Objective
Restate each entry word for word, leaving nothing out.

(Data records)
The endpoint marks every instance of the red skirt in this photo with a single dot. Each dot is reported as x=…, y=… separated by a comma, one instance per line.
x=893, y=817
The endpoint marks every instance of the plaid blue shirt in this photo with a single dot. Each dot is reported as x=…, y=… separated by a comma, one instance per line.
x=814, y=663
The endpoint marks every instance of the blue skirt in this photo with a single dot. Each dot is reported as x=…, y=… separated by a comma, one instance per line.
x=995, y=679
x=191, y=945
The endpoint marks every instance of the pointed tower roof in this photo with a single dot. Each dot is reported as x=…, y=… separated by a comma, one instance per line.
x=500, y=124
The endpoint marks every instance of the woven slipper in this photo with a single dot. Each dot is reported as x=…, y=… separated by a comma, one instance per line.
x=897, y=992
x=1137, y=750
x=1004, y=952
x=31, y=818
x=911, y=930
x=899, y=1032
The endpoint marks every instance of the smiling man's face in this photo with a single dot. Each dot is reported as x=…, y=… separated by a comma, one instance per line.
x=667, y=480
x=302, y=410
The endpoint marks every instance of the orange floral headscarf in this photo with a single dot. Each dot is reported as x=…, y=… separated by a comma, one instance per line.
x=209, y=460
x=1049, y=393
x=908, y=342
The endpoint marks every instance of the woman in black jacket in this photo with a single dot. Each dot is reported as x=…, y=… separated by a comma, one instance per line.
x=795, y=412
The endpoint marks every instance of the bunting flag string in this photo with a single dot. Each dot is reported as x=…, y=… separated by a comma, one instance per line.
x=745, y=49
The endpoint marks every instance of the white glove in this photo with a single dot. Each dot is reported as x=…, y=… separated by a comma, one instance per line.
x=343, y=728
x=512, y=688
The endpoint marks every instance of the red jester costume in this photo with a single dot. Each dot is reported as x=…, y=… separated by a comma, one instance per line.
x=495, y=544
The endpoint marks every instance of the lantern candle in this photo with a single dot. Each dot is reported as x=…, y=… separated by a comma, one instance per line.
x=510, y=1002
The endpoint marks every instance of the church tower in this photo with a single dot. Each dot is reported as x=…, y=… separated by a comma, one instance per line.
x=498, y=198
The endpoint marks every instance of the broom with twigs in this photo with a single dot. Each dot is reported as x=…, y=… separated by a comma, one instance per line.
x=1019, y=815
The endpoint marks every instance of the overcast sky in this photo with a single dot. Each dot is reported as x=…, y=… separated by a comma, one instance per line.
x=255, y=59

Answer to the task
The endpoint marks every instance of the red skirt in this photo with a single dot. Each dot is reported as x=…, y=… separated by a comma, one instance per line.
x=893, y=817
The endpoint marks every instance of the plaid blue shirt in this photo with a single dot. Each dot is reported as x=…, y=… separated by a comma, one instance per line.
x=814, y=663
The endpoint marks every instance of the blue skirt in this photo with a single dot. Each dot is reported as x=…, y=… separated by a comma, one instance per line.
x=995, y=679
x=191, y=945
The endpoint marks every instance of the pointed tower roof in this photo with a single dot. Each dot is reported as x=…, y=… separated by a comma, one instance per line.
x=500, y=124
The endpoint marks every instance of the woven slipper in this photo with a single dot. Each dot is reported as x=…, y=… separated by a comma, one instance per line.
x=897, y=992
x=1137, y=750
x=1004, y=952
x=31, y=818
x=911, y=930
x=899, y=1032
The endpoint marks every instance of the smiling man's face in this photo with a single dot. Each dot is reported as x=…, y=… separated by a comma, one instance per line.
x=667, y=480
x=302, y=410
The endpoint marks every instance of the orange floral headscarf in this photo with a single dot. Each dot is reported as x=…, y=… separated by a comma, one instance per line.
x=209, y=460
x=1049, y=393
x=908, y=342
The endpoint marks every instance of the woman in black jacket in this photo with a single dot. Each dot is reported as x=…, y=… separated by a comma, one instance per line.
x=795, y=412
The endpoint marks every instance of the bunting flag string in this photo with a single dot. Each dot is reported as x=…, y=… separated by a comma, one instance per line.
x=745, y=49
The endpoint marks every instance of the white glove in this photo with a single dot. Each dot is reported as x=…, y=… separated by a comma, one instance per line.
x=343, y=728
x=512, y=688
The endpoint marks every instance of the red jester costume in this photo with a single dot. Each dot is reported as x=…, y=… separated by a comma, one instance per line.
x=495, y=544
The endpoint marks every instance of the lantern candle in this photo with a single dot. Each dot is reported as x=…, y=… separated by a comma, one instance per line.
x=510, y=1002
The endpoint marks every instance of the church tower in this photo with a single dot. Each dot is reported as x=…, y=… separated by a comma, one instance per line.
x=498, y=198
The endpoint marks every instance of the broom with twigs in this photo with a single dot. Each dot is reported as x=…, y=… separated by a comma, one instance per line.
x=1019, y=815
The endpoint marks every instance of the overcast sky in this photo with a single dot. Each dot is reported as x=…, y=… separated by a comma, one instance per line.
x=255, y=59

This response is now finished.